Exercise aim:
Switch "deepest point" to "innermost point" throughout the entries below and write them out again with nothing else changed, leaving the pictures out.

Exercise data:
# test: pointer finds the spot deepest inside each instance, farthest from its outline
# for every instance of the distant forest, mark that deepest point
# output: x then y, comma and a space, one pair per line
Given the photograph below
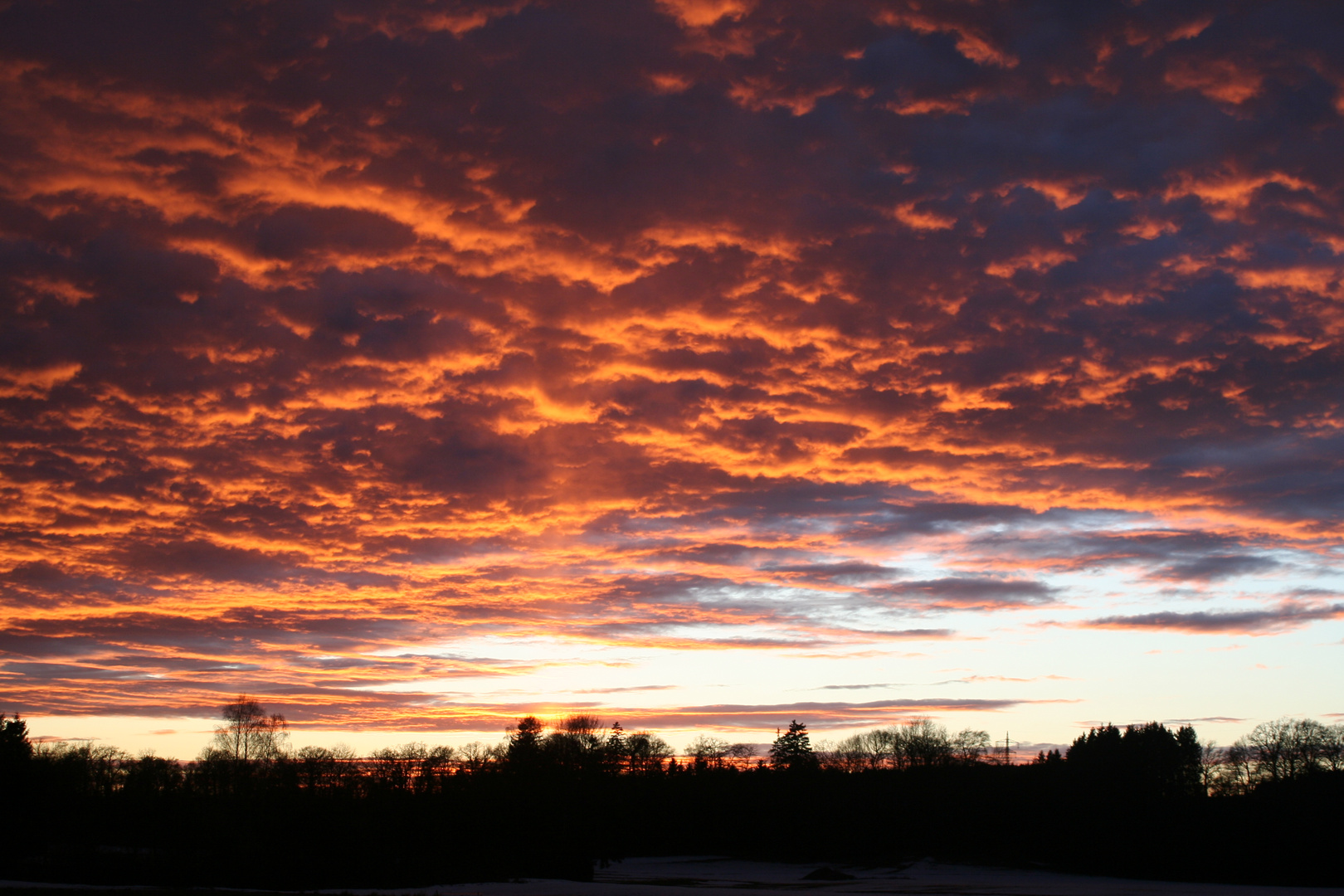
1146, 801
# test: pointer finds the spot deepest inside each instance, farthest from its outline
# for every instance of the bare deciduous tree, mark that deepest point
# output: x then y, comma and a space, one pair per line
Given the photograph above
249, 733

The reply:
# test: pointer finds the spot deepest inside each instance, farthest from its outline
# for every instance of the distant forest, mark that innermost point
# output: x then y, comma and a space, one pair per line
Given the photograph below
1146, 801
# test: pointer finds the spot deepest inside each instance, farthest from its outline
# for every instance of the bare deciduous tree, mark that innermost point
# output: x then y, comma and a space, one pair per line
Given the photograph above
249, 733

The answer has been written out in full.